▶ [MATERIAL FOR THIS TASK]:
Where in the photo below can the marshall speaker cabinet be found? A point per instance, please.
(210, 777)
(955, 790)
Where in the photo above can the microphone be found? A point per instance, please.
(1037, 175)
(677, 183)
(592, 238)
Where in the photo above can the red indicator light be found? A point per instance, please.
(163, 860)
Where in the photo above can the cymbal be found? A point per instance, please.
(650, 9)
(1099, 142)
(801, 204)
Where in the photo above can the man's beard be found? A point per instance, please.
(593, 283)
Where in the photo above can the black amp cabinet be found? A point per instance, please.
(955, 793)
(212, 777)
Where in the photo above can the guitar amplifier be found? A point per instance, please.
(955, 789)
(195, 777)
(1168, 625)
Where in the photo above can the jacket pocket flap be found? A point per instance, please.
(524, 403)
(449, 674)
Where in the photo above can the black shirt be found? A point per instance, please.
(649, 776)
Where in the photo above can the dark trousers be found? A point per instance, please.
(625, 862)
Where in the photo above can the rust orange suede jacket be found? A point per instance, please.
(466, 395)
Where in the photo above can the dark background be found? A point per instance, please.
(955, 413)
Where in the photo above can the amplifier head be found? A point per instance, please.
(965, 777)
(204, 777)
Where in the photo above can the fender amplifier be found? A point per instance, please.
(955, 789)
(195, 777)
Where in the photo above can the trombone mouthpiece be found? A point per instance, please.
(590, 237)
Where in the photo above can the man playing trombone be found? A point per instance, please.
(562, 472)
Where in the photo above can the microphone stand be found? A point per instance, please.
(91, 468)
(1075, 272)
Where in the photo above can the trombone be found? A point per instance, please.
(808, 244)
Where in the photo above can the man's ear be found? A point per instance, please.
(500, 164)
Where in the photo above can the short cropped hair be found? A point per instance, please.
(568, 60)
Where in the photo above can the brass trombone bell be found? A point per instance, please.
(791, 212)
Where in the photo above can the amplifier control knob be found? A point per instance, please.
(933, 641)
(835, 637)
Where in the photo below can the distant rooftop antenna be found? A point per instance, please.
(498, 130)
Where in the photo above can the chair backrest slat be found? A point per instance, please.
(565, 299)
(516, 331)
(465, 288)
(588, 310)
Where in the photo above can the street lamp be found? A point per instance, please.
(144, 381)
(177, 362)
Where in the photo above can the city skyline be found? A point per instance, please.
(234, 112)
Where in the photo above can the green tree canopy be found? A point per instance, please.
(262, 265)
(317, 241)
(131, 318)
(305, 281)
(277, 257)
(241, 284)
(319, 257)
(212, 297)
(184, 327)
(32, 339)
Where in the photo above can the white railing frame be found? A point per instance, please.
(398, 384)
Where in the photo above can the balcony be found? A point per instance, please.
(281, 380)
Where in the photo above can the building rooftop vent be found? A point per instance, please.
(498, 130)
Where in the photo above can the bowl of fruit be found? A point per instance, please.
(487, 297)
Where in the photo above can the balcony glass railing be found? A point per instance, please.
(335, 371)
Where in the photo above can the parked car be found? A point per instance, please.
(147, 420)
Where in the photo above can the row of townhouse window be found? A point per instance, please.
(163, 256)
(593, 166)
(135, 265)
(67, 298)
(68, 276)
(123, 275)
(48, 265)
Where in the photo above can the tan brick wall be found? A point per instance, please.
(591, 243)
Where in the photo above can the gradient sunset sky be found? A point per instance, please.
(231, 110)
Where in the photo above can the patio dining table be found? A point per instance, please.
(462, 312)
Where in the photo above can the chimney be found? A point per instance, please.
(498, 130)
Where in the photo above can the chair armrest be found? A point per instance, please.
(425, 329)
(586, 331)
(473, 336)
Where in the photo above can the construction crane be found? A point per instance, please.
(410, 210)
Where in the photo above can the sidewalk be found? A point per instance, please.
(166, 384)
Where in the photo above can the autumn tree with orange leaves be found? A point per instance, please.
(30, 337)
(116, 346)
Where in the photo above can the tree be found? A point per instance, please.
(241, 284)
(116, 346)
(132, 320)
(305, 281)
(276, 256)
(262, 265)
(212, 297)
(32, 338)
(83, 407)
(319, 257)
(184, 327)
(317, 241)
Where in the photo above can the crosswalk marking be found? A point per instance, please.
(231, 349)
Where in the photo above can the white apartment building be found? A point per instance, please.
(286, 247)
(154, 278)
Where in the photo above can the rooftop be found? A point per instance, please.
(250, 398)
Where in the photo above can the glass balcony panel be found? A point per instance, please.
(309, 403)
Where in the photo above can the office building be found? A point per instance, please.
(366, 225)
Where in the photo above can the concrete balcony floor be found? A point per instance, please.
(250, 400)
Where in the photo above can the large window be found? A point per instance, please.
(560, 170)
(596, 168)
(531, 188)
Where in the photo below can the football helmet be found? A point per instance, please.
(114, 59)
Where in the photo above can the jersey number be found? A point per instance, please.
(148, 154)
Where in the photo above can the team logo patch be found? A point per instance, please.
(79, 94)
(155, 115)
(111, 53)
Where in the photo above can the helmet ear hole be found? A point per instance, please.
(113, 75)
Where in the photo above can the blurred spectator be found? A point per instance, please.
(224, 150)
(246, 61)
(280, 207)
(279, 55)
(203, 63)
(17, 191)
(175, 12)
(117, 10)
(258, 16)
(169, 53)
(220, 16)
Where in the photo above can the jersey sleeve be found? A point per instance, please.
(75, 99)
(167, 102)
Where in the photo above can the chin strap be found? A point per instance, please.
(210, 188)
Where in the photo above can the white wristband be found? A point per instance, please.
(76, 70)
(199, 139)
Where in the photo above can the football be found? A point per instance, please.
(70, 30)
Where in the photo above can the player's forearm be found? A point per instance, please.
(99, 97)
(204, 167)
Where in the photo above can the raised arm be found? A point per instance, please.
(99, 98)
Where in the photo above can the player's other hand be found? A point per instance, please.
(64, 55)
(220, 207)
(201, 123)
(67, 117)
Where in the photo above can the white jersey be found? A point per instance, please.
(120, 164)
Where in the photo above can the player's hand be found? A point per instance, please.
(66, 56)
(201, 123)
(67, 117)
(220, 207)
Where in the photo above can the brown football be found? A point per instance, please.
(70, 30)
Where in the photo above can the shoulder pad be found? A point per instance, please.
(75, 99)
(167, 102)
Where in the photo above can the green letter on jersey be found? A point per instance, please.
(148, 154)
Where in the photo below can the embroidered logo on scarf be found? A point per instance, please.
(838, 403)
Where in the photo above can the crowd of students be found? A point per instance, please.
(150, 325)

▶ [WHAT IS REQUIRED]:
Please output the full listing, keeping every character the same.

▶ [EXERCISE SOLUTION]:
Where in the photo below can the marshall speaker cabinet be found? A point per instance, please.
(210, 777)
(955, 790)
Where in the photo above can the microphone be found? A point per instance, please.
(1037, 175)
(677, 183)
(592, 238)
Where in the photo above can the red indicator light be found? A point per instance, please.
(163, 860)
Where in the photo above can the cymbal be found? A point per instance, please.
(650, 9)
(1099, 142)
(801, 204)
Where in the photo above can the man's beard be found? A point per instance, please.
(593, 283)
Where in the photo above can the black amp cabinet be found? A point per instance, please.
(955, 793)
(212, 777)
Where in the photo above can the guitar amplifier be found? A point per instance, please.
(955, 789)
(195, 777)
(1168, 625)
Where in the photo above can the jacket pocket flap be found? A point per instance, please.
(524, 403)
(449, 674)
Where in the photo above can the black shirt be found? A point per instance, please.
(649, 776)
Where in the photo above can the dark trousers be found? A point per instance, please.
(625, 862)
Where in the photo above can the rust orange suede jacket be found? A point per instance, please.
(466, 395)
Where in the photo above can the dark background be found? A point per instance, please.
(955, 413)
Where in the photo above can the amplifier head be found? A point per instance, please.
(965, 777)
(204, 777)
Where in the photo above can the fender amplifier be found? A point per instance, please.
(955, 789)
(195, 777)
Where in the photo above can the trombone mouthpiece be found? A point per instance, please.
(590, 237)
Where in the photo above can the man playing trombone be found? A point per instance, please.
(562, 472)
Where in the photo above can the microphone stand be found? A point per instance, please.
(91, 468)
(1075, 272)
Where in the photo above can the trombone be found? A point per instance, please.
(808, 244)
Where in the photo above can the man's ear be found? A point per instance, please.
(500, 164)
Where in the photo above can the short cropped hair be found? A point per instance, please.
(568, 60)
Where in the photo above can the brass trombone bell be found? A point per instance, please.
(791, 212)
Where in the photo above can the amplifier control knob be found? A point per instance, please.
(933, 641)
(835, 637)
Where in the photo below can the distant rooftop antenna be found? A point per instance, please.
(498, 130)
Where in the photo above can the chair backrest slat be found? A point per instance, please.
(565, 299)
(516, 331)
(465, 288)
(588, 310)
Where in the photo above can the street lamp be found? A point per instance, please.
(144, 381)
(177, 362)
Where in the photo above can the city skyline be found? A point per instance, please.
(234, 112)
Where in the photo above can the green tree canopy be found? A point per instance, please.
(262, 265)
(317, 241)
(131, 318)
(305, 281)
(277, 257)
(241, 284)
(319, 257)
(212, 297)
(184, 327)
(32, 339)
Where in the photo above can the white railing frame be found? A point per instance, please.
(398, 384)
Where in the photo above can the balcony be found? A point per instance, please.
(281, 380)
Where in the photo above can the building rooftop vent be found? A point per instance, please.
(498, 130)
Where in the photo above can the bowl of fruit be found? A point per instance, please.
(487, 297)
Where in the photo above can the balcony glass railing be found? A point per instance, please.
(335, 371)
Where in the photo above can the parked car be found? A point per instance, please.
(147, 420)
Where in the photo above can the row of townhouse window be found? A point per instance, please.
(163, 256)
(593, 166)
(135, 265)
(67, 298)
(68, 276)
(123, 275)
(48, 265)
Where in the photo above can the tan brick wall be found? A point per instance, please.
(591, 243)
Where in the photo above can the gradient sunset sky be found? A point per instance, please.
(231, 110)
Where in the photo above can the patio dining table be found? A point per instance, please.
(462, 312)
Where in the photo above can the chimney be found? A point per instance, please.
(498, 130)
Where in the photo above can the chair armrest be found? A point per instance, please.
(425, 329)
(586, 331)
(473, 336)
Where in the photo above can the construction crane be found? A point per instance, please.
(410, 210)
Where in the photo above can the sidewalk be found? A point per instance, please.
(166, 384)
Where in the photo above can the autumn tree with orange leaves be found? A point per instance, please.
(30, 337)
(116, 346)
Where in the photo above can the tree be found? A point per instance, please.
(241, 284)
(116, 346)
(132, 320)
(305, 281)
(276, 256)
(262, 265)
(212, 297)
(32, 338)
(83, 407)
(319, 257)
(184, 327)
(317, 241)
Where in the photo above can the crosswalk marking be found? A point per instance, please.
(231, 349)
Where in the photo above can the white apartment building be found? A point per instance, please.
(286, 247)
(154, 278)
Where in the photo above can the rooftop be found? A point per instance, please.
(250, 398)
Where in the photo above can the glass balcony panel be found? A point per instance, please.
(309, 403)
Where in the photo above can the office building be found? A point per instance, please.
(366, 225)
Where in the photo above can the concrete balcony floor be found? A point per instance, please.
(250, 400)
Where in the photo above can the large window be found? A point per instance, please.
(560, 170)
(596, 168)
(531, 188)
Where in the photo below can the football helmet be found? A point per instance, please.
(114, 59)
Where in the photo above can the jersey number be found? A point per instance, please.
(148, 154)
Where in the photo above can the team logo patch be found? A point per instance, please.
(79, 94)
(155, 115)
(111, 53)
Where in the photo above can the helmet ear hole be found? A point per instance, please.
(113, 75)
Where in the photo above can the blurred spectator be found? A point per instance, please.
(224, 150)
(246, 61)
(280, 207)
(279, 55)
(203, 63)
(17, 191)
(175, 12)
(117, 10)
(258, 16)
(169, 53)
(220, 16)
Where in the photo above can the jersey sleeve be found? A point per instance, please.
(75, 99)
(167, 102)
Where in the photo above can the chin strap be found? A point per instance, please.
(210, 188)
Where in the photo above can the white wristband be found? A point per instance, please.
(76, 70)
(199, 139)
Where in the photo above can the football be found? A point per instance, please.
(70, 30)
Where in the photo above can the player's forearm be found? A point per instance, please.
(99, 97)
(204, 167)
Where in the photo above can the raised arm be found? A point per instance, please.
(99, 98)
Where in the photo above can the player's other hand be found? A point per instance, please.
(64, 55)
(220, 207)
(201, 123)
(67, 117)
Where in the photo above can the white jersey be found? A point per instance, please.
(120, 164)
Where in the photo above can the player's hand be found? A point per instance, please.
(66, 56)
(201, 123)
(67, 117)
(220, 207)
Where in the photo above can the brown football be found? A point per instance, please.
(70, 30)
Where in the photo above can the shoulder pad be found? A point per instance, please.
(75, 99)
(167, 102)
Where in the photo above can the green letter on jersey be found? A point per instance, please.
(148, 154)
Where in the photo below can the embroidered logo on scarf be found? A point per instance, please.
(838, 403)
Where in the photo above can the crowd of students be found? A point per instance, please.
(150, 325)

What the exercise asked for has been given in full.